-------- TEXT PASSAGE --------
As far back as 1748, Benjamin Franklin argued for draining swamps and marshes to improve public health and agriculture, reflecting the prevailing view that led to massive filling in and destruction of wetlands. This continued until the passage of the Clean Water Act of 1972 that gave wetlands federal protection and required anyone looking to work in or around them to go through a permitting process.

It’s one thing to protect the wetlands we still have, but how do we restore or recreate lost wetlands? There is a laundry list of challenges standing in the way.

The biggest challenge is money. Working in a dynamic system — affected by tides that go up and down by six to eight feet twice daily, commercial boats and hardened shorelines often developed right to the edge — requires dynamic approaches, which can be costly. Philadelphia shorelines bustled with industry and transport for over a century, creating a legacy of contamination requiring remediation before restoration can even be considered, which can significantly increase costs.

For example, the shuttered Philadelphia Energy Solutions refinery in Southwest Philadelphia sold for $225 million, and several hundred million more dollars are needed to remediate the site. This hefty tab is feasible for a developer envisioning a return on investment after building an e-commerce and life sciences hub, but it is out of reach for the usual ecological restoration funding sources.

In 2024, the William Penn Foundation offered $1 million for climate resilience planning in Philadelphia to be split amongst multiple projects. A national grant distributed nearly $91 million to 55 separate grantees. But this investment doesn’t come close to the potentially $1 billion price tag of the private sector development.

Even with capital campaigns, grants and donation matches, not-for-profit restoration cannot compete with private developers.

Buckner joins Lance Butler (at the helm) and other researchers to study the creatures of the Delaware. Photo by Ted Mullen.

The largest tidal wetland restorations in Philadelphia, including Pennypack on the Delaware, John Heinz National Wildlife Refuge at Tinicum and FDR Park, have been enabled by compensatory mitigation — regulations that aim for no-net-loss of wetlands by requiring anyone taking away wetlands to enhance, restore or create an equal value of wetlands (at their own expense) within the same watershed. It can be a valuable tool, but since another wetland must be destroyed to trigger mitigation, it doesn’t increase overall wetland acreage.
--------
■ **STATED PROBLEM A**: Recast the records as a numbered list, beginning with their first line and ending with the line containing "pixel 127 214", and omit any blank lines.
The records are unrelated to the wetlands passage.
-------- WORKING DATA --------
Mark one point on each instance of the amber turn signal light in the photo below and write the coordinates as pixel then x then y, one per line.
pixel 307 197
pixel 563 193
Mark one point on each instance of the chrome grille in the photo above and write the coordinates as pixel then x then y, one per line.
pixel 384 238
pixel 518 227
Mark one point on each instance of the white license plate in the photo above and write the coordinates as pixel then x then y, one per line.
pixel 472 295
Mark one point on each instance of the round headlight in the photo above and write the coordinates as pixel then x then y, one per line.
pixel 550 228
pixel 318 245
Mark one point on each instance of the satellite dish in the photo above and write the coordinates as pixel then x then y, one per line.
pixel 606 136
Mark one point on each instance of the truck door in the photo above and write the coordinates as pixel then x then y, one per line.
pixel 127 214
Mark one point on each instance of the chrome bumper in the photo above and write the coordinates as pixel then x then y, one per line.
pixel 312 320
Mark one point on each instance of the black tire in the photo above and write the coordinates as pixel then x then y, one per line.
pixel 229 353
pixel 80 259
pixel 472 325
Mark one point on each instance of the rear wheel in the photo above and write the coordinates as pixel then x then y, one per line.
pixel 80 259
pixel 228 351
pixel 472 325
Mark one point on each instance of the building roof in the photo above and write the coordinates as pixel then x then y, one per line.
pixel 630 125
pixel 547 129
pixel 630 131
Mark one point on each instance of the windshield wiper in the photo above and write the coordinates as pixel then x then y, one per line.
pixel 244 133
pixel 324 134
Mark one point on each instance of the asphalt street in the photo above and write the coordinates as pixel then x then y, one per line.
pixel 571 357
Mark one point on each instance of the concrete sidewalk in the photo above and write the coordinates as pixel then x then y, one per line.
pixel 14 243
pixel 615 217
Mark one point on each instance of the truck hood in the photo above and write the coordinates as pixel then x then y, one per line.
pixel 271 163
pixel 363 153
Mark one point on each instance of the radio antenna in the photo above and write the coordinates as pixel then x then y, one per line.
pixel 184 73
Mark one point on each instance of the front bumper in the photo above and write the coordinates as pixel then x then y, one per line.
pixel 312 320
--------
■ **STATED PROBLEM B**: In the wetlands passage, condense the paragraph beginning "In 2024, the William Penn Foundation" into a short bulleted list that keeps its main facts.

■ **RIGHT ANSWER A**:
1. Mark one point on each instance of the amber turn signal light in the photo below and write the coordinates as pixel then x then y, one per line.
2. pixel 307 197
3. pixel 563 193
4. Mark one point on each instance of the chrome grille in the photo above and write the coordinates as pixel then x then y, one per line.
5. pixel 384 238
6. pixel 518 227
7. Mark one point on each instance of the white license plate in the photo above and write the coordinates as pixel then x then y, one per line.
8. pixel 472 295
9. Mark one point on each instance of the round headlight in the photo above and write the coordinates as pixel then x then y, one per line.
10. pixel 550 228
11. pixel 318 245
12. Mark one point on each instance of the satellite dish in the photo above and write the coordinates as pixel then x then y, one per line.
13. pixel 606 136
14. Mark one point on each instance of the truck door in the photo above and write the coordinates as pixel then x then y, one per line.
15. pixel 127 214

■ **RIGHT ANSWER B**:
- In 2024, the William Penn Foundation offered $1 million for climate resilience planning in Philadelphia, to be split among multiple projects.
- A national grant distributed nearly $91 million to 55 separate grantees.
- This investment falls far short of the potential $1 billion price tag of the private sector development.